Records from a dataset
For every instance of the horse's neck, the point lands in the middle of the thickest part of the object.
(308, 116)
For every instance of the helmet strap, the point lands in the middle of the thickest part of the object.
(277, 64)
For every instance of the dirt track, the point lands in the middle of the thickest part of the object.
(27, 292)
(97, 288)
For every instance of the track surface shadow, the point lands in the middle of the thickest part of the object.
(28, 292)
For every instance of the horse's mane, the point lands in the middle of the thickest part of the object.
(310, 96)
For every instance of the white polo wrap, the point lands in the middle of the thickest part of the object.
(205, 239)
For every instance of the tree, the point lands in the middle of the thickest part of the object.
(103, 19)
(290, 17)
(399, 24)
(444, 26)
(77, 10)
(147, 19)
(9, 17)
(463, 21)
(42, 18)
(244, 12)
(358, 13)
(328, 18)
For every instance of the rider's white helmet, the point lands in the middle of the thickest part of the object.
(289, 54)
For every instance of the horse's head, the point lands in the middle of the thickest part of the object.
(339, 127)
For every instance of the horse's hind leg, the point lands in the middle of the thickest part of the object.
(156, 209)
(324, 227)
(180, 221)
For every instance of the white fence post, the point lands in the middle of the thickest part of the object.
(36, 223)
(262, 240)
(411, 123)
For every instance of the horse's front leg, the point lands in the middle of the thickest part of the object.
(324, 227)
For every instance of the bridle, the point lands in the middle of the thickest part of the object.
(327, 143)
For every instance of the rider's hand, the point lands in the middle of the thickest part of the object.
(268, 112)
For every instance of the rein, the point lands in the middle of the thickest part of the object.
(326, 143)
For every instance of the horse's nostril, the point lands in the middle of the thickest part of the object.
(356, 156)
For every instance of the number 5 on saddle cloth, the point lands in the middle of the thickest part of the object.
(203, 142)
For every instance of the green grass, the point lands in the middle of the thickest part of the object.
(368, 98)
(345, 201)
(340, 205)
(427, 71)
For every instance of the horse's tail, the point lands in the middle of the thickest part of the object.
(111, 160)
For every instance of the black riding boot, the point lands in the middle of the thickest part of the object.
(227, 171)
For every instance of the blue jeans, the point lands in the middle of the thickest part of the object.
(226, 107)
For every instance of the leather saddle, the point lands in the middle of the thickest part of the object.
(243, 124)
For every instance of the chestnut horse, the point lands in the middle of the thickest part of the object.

» **What the exercise asks**
Copy the data above in full, character for character.

» **Answer space**
For every instance of the horse's neck, the point lands in the middle of the thickest part of the object.
(308, 116)
For every instance of the helmet strap, the point lands in the middle of the thickest part of the object.
(277, 64)
For every instance of the dirt track, the point lands in the middle of the thickest part of the object.
(27, 292)
(97, 288)
For every instance of the track surface shadow, the point lands in the middle of the thickest part of the object.
(28, 292)
For every instance of the horse's mane, the point lands in the middle of the thickest part of the object.
(310, 96)
For every instance of the white polo wrap, the point lands in the middle of the thickest part of the object.
(205, 239)
For every instance of the tree, the point lands in the middle of the thickest part of the object.
(103, 19)
(290, 17)
(399, 24)
(444, 26)
(77, 10)
(147, 19)
(9, 17)
(463, 21)
(42, 18)
(244, 12)
(358, 13)
(328, 18)
For every instance of the rider's white helmet, the point lands in the middle of the thickest part of the object.
(289, 54)
For every instance of the horse's head, the point lands in the middle of the thickest part of the object.
(339, 127)
For every instance of the horse's hind leg, the point lands in the middle of the thickest part of the object.
(156, 209)
(324, 227)
(180, 221)
For every instance of the white fence post, the point lands in the middle of the thickest part of the object.
(36, 223)
(262, 240)
(411, 123)
For every instance of the horse's front leg, the point lands in the middle of the thickest part of the object.
(324, 227)
For every instance of the bridle, the point lands in the middle of the thickest part of the object.
(327, 143)
For every instance of the rider's hand, the point lands in the middle of the thickest part of the object.
(268, 112)
For every instance of the rein, the point lands in the middle of the thickest part of the object.
(326, 143)
For every instance of the horse's nostril, the point lands in the middle of the thickest part of the object.
(356, 156)
For every instance of the number 5 on saddle cloth, the point lands in the middle of the thickest part of the object.
(203, 142)
For every instance of the green grass, the point lands in the middle of the thickest part of the object.
(368, 98)
(345, 201)
(340, 205)
(427, 71)
For every instance of the horse's tail, the point lands in the middle of the thickest part of the object.
(111, 160)
For every instance of the black riding boot, the point lands in the middle of the thickest part of the object.
(227, 171)
For every instance of the blue jeans, the point lands in the middle of the thickest part of the object.
(226, 107)
For every instance of the leather saddle, the point lands in the middle of the thickest part of the object.
(243, 124)
For every instance of the chestnut horse, the point lands in the middle of the thickest part of the object.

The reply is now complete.